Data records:
----------------
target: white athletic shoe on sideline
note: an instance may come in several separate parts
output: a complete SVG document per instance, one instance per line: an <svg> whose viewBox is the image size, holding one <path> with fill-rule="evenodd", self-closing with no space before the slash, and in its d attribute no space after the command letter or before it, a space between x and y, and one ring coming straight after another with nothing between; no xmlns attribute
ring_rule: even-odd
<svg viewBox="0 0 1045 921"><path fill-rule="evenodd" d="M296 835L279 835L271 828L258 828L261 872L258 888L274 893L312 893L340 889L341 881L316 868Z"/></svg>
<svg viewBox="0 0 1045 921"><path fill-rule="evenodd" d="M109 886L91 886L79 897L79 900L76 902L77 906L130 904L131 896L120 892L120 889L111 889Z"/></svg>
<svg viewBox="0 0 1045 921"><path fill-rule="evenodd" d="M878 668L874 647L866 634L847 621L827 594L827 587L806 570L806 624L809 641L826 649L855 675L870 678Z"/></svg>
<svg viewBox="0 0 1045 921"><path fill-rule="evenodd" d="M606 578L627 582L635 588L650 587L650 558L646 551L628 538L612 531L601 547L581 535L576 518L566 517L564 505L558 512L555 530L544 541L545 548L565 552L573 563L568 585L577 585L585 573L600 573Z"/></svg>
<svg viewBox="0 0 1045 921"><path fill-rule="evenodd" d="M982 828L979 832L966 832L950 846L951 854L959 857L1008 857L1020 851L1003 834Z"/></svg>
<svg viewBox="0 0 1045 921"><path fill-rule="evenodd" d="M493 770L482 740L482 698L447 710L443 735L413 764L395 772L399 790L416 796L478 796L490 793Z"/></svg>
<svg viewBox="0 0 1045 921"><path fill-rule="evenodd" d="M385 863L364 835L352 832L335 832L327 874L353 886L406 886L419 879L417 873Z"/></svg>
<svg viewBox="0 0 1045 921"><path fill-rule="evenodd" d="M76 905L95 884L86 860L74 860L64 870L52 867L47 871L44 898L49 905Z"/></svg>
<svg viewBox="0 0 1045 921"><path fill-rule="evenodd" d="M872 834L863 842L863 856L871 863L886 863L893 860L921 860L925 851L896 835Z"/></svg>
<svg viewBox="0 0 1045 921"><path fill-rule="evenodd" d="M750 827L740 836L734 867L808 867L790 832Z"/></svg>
----------------
Please rewrite the records starting at the first line and ending at the line that contains "863L364 835L352 832L335", with "athletic" changed to "running" and nothing else altered.

target: white running shoe on sideline
note: an instance may come in several separate parts
output: a complete SVG document per instance, one instance per line: an <svg> whose viewBox is the image size, holding one <path> with fill-rule="evenodd", self-closing with no space before the slash, and in its d attribute no space after the command letter or before it, a space between x and y, and one ring coming straight after another with nothing between; no xmlns attribute
ring_rule: even-odd
<svg viewBox="0 0 1045 921"><path fill-rule="evenodd" d="M296 835L279 835L271 828L258 828L261 872L258 888L274 893L312 893L340 889L341 881L316 868Z"/></svg>
<svg viewBox="0 0 1045 921"><path fill-rule="evenodd" d="M109 886L91 886L79 897L79 900L76 902L77 906L130 904L131 896L120 892L120 889L111 889Z"/></svg>
<svg viewBox="0 0 1045 921"><path fill-rule="evenodd" d="M878 668L874 647L866 634L847 621L827 594L827 587L806 570L806 624L809 641L826 649L855 675L870 678Z"/></svg>
<svg viewBox="0 0 1045 921"><path fill-rule="evenodd" d="M606 578L627 582L635 588L650 587L650 558L646 551L628 538L612 531L601 547L581 535L576 518L566 517L564 505L558 512L555 530L544 541L545 548L565 552L573 563L568 585L577 585L585 573L600 573Z"/></svg>
<svg viewBox="0 0 1045 921"><path fill-rule="evenodd" d="M982 828L979 832L966 832L950 846L951 854L959 857L1008 857L1020 851L1003 834Z"/></svg>
<svg viewBox="0 0 1045 921"><path fill-rule="evenodd" d="M493 770L482 740L482 698L447 710L443 735L413 764L395 772L399 790L416 796L478 796L490 793Z"/></svg>
<svg viewBox="0 0 1045 921"><path fill-rule="evenodd" d="M385 863L364 835L352 832L335 832L327 874L353 886L406 886L419 879L417 873Z"/></svg>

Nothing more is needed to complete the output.